* [TASK PROMPT]: Leave the pictures out and quote every line from the start of the listing to the line with "Phrase: trash bin", inclusive.

* [AVAILABLE DATA]:
####################
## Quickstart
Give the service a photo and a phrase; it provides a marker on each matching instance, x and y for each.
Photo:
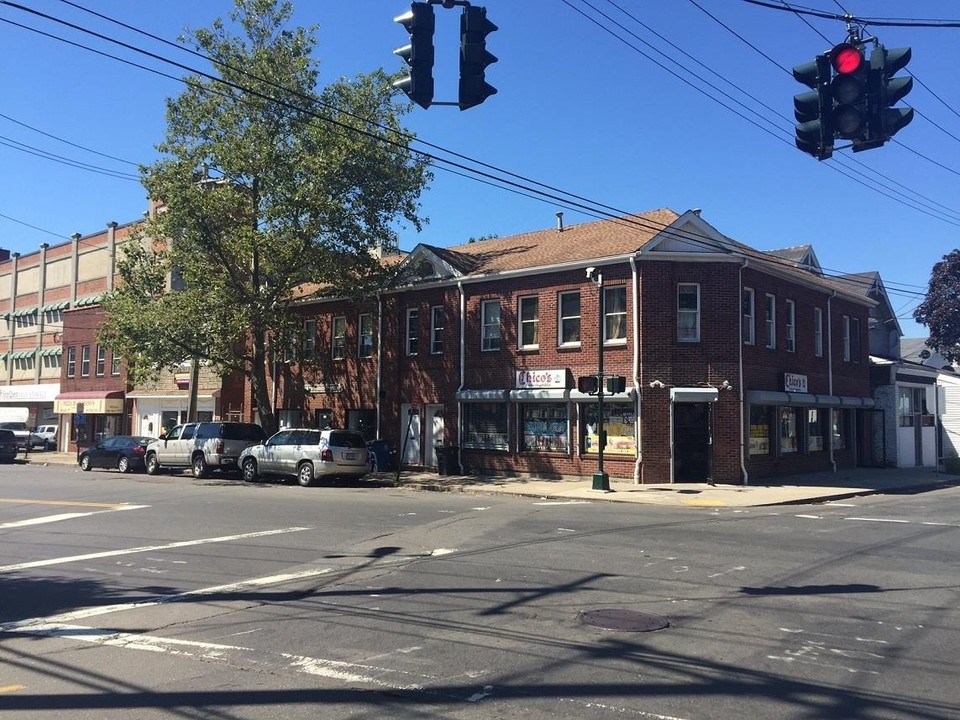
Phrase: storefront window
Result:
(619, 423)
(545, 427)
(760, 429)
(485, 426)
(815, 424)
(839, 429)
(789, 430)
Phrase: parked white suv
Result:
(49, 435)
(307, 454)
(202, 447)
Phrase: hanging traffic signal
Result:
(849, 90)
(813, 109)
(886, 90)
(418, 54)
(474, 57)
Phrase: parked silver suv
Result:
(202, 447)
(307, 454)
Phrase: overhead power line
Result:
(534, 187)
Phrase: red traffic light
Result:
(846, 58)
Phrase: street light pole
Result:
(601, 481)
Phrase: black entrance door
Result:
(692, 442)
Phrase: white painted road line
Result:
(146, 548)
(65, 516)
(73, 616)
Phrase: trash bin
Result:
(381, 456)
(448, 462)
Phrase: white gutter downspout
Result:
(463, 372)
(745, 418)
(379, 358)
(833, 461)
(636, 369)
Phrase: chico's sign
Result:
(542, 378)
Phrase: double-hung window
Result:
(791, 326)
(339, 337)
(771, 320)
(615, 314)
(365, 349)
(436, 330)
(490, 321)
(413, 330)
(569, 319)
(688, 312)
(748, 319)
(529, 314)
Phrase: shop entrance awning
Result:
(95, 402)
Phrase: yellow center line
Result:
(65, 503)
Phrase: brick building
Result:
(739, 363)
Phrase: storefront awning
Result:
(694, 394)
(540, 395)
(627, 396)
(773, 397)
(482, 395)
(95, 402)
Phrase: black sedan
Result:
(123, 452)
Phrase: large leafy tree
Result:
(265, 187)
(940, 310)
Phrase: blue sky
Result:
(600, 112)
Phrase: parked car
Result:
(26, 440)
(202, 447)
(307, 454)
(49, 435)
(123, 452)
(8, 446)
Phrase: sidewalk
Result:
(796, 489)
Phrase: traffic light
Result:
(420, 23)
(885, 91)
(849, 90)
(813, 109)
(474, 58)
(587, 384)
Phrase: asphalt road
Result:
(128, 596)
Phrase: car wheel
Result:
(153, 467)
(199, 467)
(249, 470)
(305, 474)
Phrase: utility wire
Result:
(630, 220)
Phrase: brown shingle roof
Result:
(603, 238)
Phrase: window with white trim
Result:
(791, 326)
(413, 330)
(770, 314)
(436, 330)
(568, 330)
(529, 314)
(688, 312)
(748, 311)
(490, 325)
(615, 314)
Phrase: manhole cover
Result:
####################
* [ANSWER TO THIS TASK]:
## Quickstart
Give the service a photo and a phrase; it provides a marker on each matching instance, x and y for each.
Photo:
Phrase: storefront window
Result:
(619, 423)
(545, 427)
(760, 429)
(485, 426)
(815, 424)
(839, 429)
(789, 430)
Phrase: parked white suv
Result:
(49, 435)
(307, 454)
(202, 447)
Phrase: hanging traffic signal
Result:
(849, 90)
(813, 109)
(886, 90)
(418, 54)
(474, 57)
Phrase: parked silver suv
Result:
(202, 447)
(307, 454)
Phrase: overhead power line
Result:
(534, 187)
Phrase: red traffic light
Result:
(846, 58)
Phrase: street light pole
Result:
(601, 481)
Phrase: black entrance door
Result:
(692, 442)
Phrase: white painted road line
Result:
(146, 548)
(65, 516)
(73, 616)
Phrase: trash bin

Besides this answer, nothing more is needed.